--- start Raw data ---

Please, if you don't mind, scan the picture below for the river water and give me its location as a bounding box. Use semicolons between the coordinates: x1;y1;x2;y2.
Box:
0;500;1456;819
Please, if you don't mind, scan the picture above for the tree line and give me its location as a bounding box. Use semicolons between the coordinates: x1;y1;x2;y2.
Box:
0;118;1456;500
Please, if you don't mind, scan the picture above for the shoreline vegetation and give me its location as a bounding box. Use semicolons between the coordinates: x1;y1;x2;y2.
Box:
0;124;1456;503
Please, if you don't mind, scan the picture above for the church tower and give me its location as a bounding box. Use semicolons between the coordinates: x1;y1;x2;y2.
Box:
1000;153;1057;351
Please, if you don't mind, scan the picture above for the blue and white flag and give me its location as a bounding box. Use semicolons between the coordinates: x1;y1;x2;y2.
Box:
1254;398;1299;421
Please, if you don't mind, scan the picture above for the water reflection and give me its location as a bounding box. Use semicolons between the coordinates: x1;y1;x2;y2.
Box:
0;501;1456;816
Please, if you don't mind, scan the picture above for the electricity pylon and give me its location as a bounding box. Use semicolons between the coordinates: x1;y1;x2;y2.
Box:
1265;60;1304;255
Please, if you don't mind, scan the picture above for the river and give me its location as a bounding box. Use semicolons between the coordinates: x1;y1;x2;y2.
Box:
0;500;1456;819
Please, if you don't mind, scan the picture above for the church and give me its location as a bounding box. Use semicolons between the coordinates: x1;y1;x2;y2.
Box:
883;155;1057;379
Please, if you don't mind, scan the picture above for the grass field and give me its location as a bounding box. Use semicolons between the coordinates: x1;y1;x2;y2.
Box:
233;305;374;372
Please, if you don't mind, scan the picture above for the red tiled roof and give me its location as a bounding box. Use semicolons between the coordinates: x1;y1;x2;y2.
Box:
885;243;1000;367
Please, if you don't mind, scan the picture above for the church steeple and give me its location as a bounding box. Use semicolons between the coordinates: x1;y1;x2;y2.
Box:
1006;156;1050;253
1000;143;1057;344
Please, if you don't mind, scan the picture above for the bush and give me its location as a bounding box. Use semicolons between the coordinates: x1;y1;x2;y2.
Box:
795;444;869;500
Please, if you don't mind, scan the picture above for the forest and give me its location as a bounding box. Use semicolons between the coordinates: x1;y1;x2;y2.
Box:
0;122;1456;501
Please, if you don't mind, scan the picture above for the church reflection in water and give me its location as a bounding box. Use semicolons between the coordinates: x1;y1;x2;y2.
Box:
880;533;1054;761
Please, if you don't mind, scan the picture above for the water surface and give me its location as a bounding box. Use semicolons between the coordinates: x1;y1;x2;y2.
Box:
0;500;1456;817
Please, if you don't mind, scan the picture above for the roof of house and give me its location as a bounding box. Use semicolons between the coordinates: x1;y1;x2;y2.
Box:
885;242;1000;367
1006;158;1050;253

--- end Raw data ---

Directions for this task = Copy all of the lines above, word for word.

The response =
Please, if you don't mind, scan the picture below for the river water and give me its location as a bounding box. Use semicolons between the coordinates: x1;y1;x2;y2.
Box:
0;500;1456;819
Please, if you don't mind, scan the picture above for the tree line and give me its location as a bounding box. Use semicolons between the coordinates: x1;y1;x2;y2.
Box:
0;118;1456;500
Please, if you don't mind, scan the picture above for the shoreline vegetation and give me its location as a bounding box. Use semicolons between the coordinates: x1;y1;x2;y2.
Box:
0;124;1456;503
Please, if you don't mind, scan the picture above for the church tower and give me its location as a bounding box. Use semicolons between the coordinates: x1;y1;x2;y2.
Box:
1000;153;1057;351
Please, if you don't mind, scan the picture above for the blue and white flag and give me its location as a bounding box. Use semicolons between the coordinates: x1;y1;x2;y2.
Box:
1254;398;1299;421
Please, if you don't mind, scan the picture above for the water reflection and give me its location as a bounding box. Use semicolons between the coordinates: x1;y1;x2;y2.
Box:
0;501;1456;816
Please, if you don't mind, scan the picture above for the electricity pylon and give me its location as a bounding box. Use semicolons between the coordinates: x1;y1;x2;y2.
Box:
1265;60;1304;255
Please, if you don't mind, scan the picture above for the river and give me its location as a bounding box. Use semicolons between the coordinates: x1;y1;x2;y2.
Box:
0;500;1456;819
Please, if you don't mind, scan the picture above for the church and give me its location as a bounding box. Use semicolons between the coordinates: x1;y1;x2;y2.
Box:
883;155;1057;379
Please, if you don't mind, scan the picture above for the grass field and give me its location as a bounding box. Use semicolons between the coordinates: x1;y1;x2;y2.
Box:
233;305;374;372
Please, if you don't mind, scan the picture above for the red tiled roof and give me its location as a bounding box. Use semicolons between the coordinates: x1;y1;x2;y2.
Box:
885;243;1000;367
Please, if you don't mind, scan the picture above for the church steeple and give me its location as a bounding box. Use semicolons between the coordinates: x1;y1;x2;y2.
Box:
1006;156;1050;253
1000;143;1057;344
Please, if you don't mind, scan the picture above for the bush and give me its location as a bounding box. Use semicolons between the coordinates: x1;y1;x2;y2.
Box:
795;444;869;500
Please, if you don't mind, scan the picture above for the forest and give me its location as a bounding box. Use semicolons between the coordinates: x1;y1;x2;y2.
Box:
0;122;1456;501
Please, if you don't mind, scan the picture above for the church reflection in water and give me its location as a bounding box. Use semicolons between the coordinates: x1;y1;x2;y2.
Box:
880;533;1054;761
Please, if you don't mind, scan the picture above for the water surface and give me its location as a bounding box. Use semicolons between the coordinates: x1;y1;x2;y2.
Box:
0;500;1456;817
Please, if you don't mind, scan the picture above for the roof of house and give me its location as a bounding box. Use semicolons between the coordinates: x1;y1;x2;y2.
Box:
885;242;1000;367
1006;158;1050;253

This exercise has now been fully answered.